→ Task prompt:
Count the lines below that contain the word "tree" and give only that number.

→ Data extract:

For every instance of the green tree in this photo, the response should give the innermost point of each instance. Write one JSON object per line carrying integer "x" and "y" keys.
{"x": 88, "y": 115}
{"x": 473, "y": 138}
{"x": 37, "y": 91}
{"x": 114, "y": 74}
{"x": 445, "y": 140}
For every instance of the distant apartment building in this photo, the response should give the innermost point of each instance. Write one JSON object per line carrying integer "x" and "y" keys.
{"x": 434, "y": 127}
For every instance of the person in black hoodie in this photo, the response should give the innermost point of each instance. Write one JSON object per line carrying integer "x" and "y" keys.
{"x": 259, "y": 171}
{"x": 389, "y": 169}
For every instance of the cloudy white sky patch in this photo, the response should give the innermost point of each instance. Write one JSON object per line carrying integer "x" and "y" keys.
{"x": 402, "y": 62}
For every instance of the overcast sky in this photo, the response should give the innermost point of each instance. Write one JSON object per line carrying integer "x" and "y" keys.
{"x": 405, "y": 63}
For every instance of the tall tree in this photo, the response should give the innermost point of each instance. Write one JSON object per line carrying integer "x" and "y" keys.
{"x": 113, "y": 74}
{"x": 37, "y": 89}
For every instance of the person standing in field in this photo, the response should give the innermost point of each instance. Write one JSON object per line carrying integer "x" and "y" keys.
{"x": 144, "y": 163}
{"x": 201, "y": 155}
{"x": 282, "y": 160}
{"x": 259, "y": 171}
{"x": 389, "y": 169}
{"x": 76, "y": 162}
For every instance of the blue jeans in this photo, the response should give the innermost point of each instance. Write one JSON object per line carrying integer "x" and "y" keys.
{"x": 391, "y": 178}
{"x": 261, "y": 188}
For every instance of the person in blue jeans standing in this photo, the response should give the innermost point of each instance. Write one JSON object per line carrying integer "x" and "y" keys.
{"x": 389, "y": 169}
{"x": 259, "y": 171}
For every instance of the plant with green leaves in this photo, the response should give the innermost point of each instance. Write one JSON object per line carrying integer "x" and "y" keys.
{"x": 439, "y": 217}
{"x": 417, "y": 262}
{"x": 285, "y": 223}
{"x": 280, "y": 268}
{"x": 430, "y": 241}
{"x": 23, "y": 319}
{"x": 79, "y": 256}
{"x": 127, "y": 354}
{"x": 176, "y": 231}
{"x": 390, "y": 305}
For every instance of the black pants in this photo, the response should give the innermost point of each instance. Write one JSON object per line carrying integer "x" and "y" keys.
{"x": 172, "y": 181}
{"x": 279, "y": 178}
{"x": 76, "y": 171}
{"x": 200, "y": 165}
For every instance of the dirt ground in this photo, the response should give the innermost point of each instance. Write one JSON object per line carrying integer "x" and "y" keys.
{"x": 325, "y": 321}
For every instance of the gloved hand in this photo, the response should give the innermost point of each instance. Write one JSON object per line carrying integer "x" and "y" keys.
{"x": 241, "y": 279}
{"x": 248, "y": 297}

==

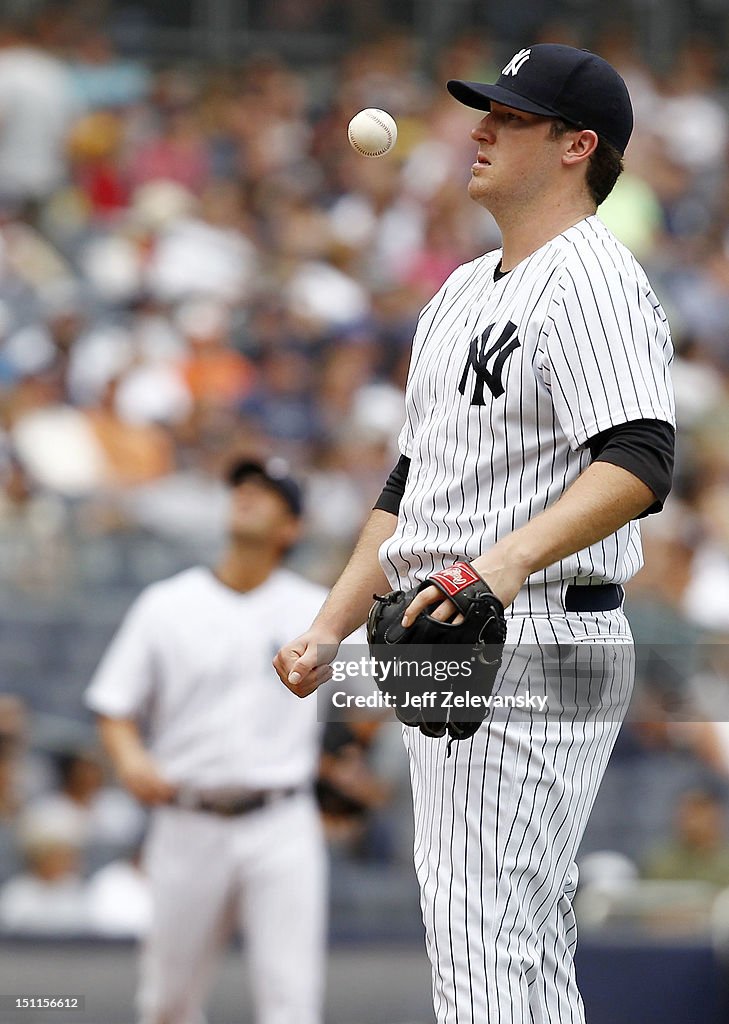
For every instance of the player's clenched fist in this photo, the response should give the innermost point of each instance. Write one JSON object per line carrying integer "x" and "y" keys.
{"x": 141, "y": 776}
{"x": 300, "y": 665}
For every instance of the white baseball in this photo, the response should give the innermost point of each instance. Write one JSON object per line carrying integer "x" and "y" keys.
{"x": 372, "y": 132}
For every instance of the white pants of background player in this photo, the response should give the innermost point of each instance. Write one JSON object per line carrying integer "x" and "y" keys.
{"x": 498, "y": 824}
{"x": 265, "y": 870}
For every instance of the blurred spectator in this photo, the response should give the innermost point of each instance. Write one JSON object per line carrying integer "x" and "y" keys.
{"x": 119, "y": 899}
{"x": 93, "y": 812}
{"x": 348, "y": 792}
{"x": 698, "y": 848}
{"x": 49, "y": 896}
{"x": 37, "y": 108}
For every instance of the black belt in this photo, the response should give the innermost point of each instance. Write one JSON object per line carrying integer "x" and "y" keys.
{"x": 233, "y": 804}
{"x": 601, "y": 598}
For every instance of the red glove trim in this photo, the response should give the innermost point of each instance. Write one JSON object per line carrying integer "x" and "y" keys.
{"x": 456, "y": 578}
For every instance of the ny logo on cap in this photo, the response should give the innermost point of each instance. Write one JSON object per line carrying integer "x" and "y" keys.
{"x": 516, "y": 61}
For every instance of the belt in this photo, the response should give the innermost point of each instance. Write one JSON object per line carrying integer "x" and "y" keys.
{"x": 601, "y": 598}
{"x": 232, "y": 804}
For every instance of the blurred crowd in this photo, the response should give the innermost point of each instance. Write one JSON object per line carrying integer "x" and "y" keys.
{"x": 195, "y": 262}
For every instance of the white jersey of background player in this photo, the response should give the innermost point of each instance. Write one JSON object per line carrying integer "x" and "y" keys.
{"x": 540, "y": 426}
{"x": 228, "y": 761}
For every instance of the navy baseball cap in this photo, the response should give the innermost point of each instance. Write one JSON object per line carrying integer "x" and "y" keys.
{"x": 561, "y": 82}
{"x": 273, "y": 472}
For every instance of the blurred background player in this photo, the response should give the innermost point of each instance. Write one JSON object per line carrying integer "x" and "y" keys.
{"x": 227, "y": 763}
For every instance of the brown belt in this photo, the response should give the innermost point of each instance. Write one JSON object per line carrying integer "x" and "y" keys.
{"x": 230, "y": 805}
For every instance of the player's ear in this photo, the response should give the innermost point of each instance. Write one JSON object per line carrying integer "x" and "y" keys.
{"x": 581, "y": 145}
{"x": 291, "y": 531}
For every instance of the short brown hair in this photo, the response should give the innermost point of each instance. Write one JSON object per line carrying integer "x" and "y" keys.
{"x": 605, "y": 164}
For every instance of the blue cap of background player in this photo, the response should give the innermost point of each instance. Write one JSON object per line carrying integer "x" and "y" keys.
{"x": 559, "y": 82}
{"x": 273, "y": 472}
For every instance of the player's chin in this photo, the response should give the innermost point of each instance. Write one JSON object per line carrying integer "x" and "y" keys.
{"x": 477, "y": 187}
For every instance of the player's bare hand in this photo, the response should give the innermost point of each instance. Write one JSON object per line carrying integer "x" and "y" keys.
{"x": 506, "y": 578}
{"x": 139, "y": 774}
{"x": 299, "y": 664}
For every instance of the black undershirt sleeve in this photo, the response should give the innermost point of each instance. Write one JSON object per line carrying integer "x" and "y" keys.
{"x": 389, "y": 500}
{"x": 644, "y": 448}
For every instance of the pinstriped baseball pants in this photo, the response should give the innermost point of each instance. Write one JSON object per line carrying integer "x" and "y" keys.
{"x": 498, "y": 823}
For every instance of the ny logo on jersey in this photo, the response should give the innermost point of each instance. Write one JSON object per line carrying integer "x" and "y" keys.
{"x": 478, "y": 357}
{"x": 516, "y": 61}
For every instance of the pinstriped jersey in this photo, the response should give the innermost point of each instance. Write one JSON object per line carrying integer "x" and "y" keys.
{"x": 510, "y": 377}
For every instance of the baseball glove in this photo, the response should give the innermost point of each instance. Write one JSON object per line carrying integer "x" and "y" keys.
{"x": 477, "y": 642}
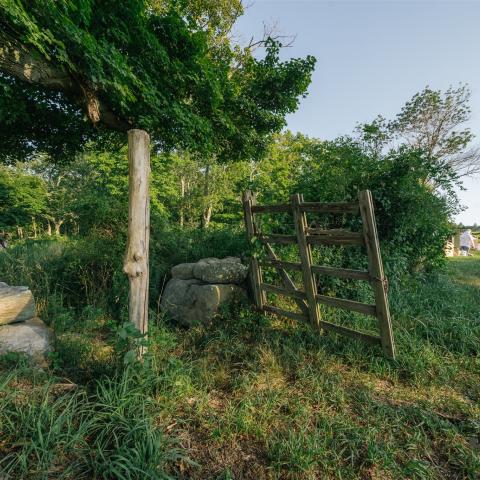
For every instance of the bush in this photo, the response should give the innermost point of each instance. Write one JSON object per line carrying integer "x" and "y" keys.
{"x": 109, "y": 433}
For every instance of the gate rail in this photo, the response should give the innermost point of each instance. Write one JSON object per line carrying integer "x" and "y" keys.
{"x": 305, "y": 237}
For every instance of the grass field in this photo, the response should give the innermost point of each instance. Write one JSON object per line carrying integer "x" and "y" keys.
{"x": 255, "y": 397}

...

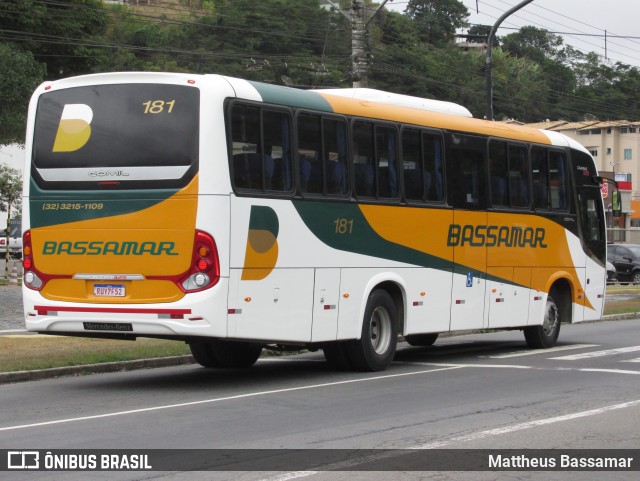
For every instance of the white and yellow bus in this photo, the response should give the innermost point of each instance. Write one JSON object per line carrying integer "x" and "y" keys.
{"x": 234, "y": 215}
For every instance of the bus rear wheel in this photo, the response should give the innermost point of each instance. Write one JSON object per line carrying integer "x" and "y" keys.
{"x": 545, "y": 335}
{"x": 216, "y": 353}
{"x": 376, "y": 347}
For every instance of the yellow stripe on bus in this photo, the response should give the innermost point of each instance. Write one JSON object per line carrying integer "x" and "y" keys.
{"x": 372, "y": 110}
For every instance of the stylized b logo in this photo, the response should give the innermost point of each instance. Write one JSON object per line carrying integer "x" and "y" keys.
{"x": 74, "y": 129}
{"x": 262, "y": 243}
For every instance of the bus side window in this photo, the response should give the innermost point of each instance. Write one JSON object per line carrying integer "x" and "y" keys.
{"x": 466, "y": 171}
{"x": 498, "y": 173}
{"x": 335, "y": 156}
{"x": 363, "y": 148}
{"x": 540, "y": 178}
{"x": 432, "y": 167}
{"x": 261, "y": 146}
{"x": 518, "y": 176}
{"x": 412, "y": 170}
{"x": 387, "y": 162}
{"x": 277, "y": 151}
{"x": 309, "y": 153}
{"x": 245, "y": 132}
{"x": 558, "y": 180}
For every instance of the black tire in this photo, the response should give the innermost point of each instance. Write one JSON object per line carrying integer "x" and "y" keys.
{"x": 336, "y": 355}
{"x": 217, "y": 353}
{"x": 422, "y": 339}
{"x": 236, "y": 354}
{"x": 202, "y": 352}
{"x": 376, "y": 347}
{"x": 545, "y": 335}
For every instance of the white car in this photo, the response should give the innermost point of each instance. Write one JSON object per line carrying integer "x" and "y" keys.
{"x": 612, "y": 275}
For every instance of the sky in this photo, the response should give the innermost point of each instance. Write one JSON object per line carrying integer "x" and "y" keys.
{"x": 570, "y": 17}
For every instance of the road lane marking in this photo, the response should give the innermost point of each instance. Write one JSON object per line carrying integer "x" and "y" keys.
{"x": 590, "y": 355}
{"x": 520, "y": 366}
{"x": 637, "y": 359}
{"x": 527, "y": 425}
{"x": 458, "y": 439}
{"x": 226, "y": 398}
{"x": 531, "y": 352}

→ Finished exercise:
2